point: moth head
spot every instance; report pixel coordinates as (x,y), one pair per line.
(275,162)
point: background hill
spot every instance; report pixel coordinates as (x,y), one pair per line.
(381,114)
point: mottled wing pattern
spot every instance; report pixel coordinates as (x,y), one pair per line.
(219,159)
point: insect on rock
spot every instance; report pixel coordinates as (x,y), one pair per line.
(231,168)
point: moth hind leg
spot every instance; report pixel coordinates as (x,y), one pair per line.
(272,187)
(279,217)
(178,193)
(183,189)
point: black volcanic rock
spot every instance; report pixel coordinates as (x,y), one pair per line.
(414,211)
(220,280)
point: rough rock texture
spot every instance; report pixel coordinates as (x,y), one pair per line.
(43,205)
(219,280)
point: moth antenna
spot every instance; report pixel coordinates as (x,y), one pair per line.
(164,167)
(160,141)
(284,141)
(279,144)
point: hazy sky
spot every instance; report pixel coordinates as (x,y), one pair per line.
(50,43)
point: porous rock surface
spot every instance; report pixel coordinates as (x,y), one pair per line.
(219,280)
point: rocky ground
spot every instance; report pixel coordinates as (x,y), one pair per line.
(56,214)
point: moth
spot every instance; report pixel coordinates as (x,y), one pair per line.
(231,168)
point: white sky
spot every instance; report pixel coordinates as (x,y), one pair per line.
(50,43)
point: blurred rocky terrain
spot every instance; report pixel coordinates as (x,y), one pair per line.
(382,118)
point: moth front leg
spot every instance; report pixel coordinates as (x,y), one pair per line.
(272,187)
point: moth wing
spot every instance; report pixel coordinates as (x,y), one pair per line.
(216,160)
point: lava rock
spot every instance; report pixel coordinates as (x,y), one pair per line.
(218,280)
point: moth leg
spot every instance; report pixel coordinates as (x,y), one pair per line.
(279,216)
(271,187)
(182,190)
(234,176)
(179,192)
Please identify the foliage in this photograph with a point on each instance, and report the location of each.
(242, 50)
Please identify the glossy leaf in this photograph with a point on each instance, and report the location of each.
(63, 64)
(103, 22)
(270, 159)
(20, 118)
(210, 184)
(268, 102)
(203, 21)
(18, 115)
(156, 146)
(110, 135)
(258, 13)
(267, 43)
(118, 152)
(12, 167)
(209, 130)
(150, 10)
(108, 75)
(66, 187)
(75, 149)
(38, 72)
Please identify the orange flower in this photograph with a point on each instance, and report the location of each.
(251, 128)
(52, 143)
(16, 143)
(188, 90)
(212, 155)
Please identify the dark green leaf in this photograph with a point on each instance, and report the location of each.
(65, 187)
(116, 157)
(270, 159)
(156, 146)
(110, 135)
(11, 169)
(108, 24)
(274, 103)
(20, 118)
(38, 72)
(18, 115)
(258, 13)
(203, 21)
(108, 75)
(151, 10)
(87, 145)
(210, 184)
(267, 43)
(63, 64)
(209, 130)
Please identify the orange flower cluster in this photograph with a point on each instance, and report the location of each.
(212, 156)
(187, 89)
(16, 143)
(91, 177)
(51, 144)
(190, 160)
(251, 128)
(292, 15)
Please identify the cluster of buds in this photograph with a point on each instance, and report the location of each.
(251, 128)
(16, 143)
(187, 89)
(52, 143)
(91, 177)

## REQUEST
Put every one of the lines above into a Markdown table with two columns, Row for a running number and Line for the text of that line, and omit any blank lines.

## ANSWER TO THE EXERCISE
| Row | Line |
|---|---|
| 1 | point: moth head |
| 2 | spot every instance; report pixel coordinates as (x,y), one pair per line. |
| 3 | (275,162) |
| 4 | point: background hill |
| 5 | spot every instance; report pixel coordinates as (x,y), one pair per line. |
| 6 | (381,114) |
| 7 | point: mottled wing pattern |
| 8 | spot every instance; report pixel coordinates as (x,y), one pair per line. |
| 9 | (219,159) |
| 10 | point: insect on rock |
| 11 | spot every instance; report pixel coordinates as (x,y), one pair per line. |
| 12 | (231,168) |
| 13 | point: moth hind leg |
| 14 | spot every instance; report pixel coordinates as (x,y), one pair per line. |
| 15 | (272,187) |
| 16 | (279,217) |
| 17 | (178,193) |
| 18 | (183,189) |
| 19 | point: black volcanic rock |
| 20 | spot every instance; report pixel coordinates as (x,y), one pair per line. |
| 21 | (414,211) |
| 22 | (220,280) |
| 23 | point: rough rock texture |
| 24 | spot every instance; report pixel coordinates as (x,y), one pair per line. |
| 25 | (43,205) |
| 26 | (219,280) |
| 27 | point: moth antenna |
| 28 | spot every instance; report pixel coordinates as (x,y), one pair per line. |
| 29 | (164,167) |
| 30 | (160,141) |
| 31 | (284,141) |
| 32 | (279,144) |
| 33 | point: hazy sky |
| 34 | spot every instance; report pixel coordinates as (x,y), one pair per line. |
| 35 | (50,43) |
| 36 | point: porous rock surface |
| 37 | spot every instance; report pixel coordinates as (x,y), one pair per line. |
| 38 | (219,280) |
| 39 | point: rocky ground |
| 40 | spot every instance; report pixel coordinates as (x,y), one pair per line. |
| 41 | (56,214) |
| 42 | point: moth |
| 43 | spot every instance; report pixel coordinates as (x,y), one pair per line. |
| 44 | (231,168) |
| 45 | point: white sky |
| 46 | spot every instance; report pixel coordinates as (x,y), one pair per line. |
| 47 | (50,43) |
| 48 | point: blurred rocky terrain |
| 49 | spot every instance; report pixel coordinates as (x,y), one pair per line. |
| 50 | (382,118) |
| 51 | point: moth front leg |
| 52 | spot every instance; report pixel coordinates as (x,y), one pair per line. |
| 53 | (272,187) |
| 54 | point: moth wing |
| 55 | spot every instance; report pixel coordinates as (x,y), one pair per line. |
| 56 | (216,160) |
| 57 | point: lava rock |
| 58 | spot every instance; report pixel coordinates as (x,y), one pair per line. |
| 59 | (218,280) |
| 60 | point: moth leg |
| 61 | spot every instance; report pixel coordinates as (x,y), one pair per line. |
| 62 | (279,216) |
| 63 | (271,187) |
| 64 | (182,190) |
| 65 | (234,176) |
| 66 | (179,192) |
| 67 | Please identify the foliage in this photograph with a point on each instance, and report the location of each. |
| 68 | (242, 50) |
| 69 | Please identify the glossy leaf in this photograph with a point on each instance, and report the location of each. |
| 70 | (63, 64) |
| 71 | (103, 22) |
| 72 | (270, 159) |
| 73 | (20, 118) |
| 74 | (210, 184) |
| 75 | (268, 102) |
| 76 | (203, 21) |
| 77 | (18, 115) |
| 78 | (156, 146) |
| 79 | (110, 135) |
| 80 | (258, 13) |
| 81 | (267, 43) |
| 82 | (118, 152) |
| 83 | (12, 167) |
| 84 | (209, 130) |
| 85 | (150, 10) |
| 86 | (108, 75) |
| 87 | (66, 187) |
| 88 | (75, 149) |
| 89 | (38, 72) |
| 90 | Please identify the orange flower in this photograph with a point on each instance, and report the location of each. |
| 91 | (251, 128) |
| 92 | (52, 143) |
| 93 | (16, 143) |
| 94 | (188, 90) |
| 95 | (212, 155) |
| 96 | Please identify the dark green leaf in this photograph with a point on each instance, and report the location of each. |
| 97 | (65, 187) |
| 98 | (116, 157) |
| 99 | (270, 159) |
| 100 | (156, 146) |
| 101 | (110, 135) |
| 102 | (11, 169) |
| 103 | (108, 24) |
| 104 | (274, 103) |
| 105 | (20, 118) |
| 106 | (38, 72) |
| 107 | (18, 115) |
| 108 | (258, 13) |
| 109 | (203, 21) |
| 110 | (108, 75) |
| 111 | (151, 10) |
| 112 | (87, 145) |
| 113 | (210, 184) |
| 114 | (267, 43) |
| 115 | (63, 64) |
| 116 | (209, 130) |
| 117 | Please identify the orange flower cluster in this photograph with a point on each instance, and report the location of each. |
| 118 | (212, 156) |
| 119 | (187, 89) |
| 120 | (16, 143) |
| 121 | (91, 177) |
| 122 | (51, 144) |
| 123 | (190, 160) |
| 124 | (251, 128) |
| 125 | (292, 15) |
| 126 | Please identify the cluster of buds in this photograph with a point on each instance, and report the location of each. |
| 127 | (251, 128) |
| 128 | (16, 143) |
| 129 | (187, 89) |
| 130 | (52, 143) |
| 131 | (91, 177) |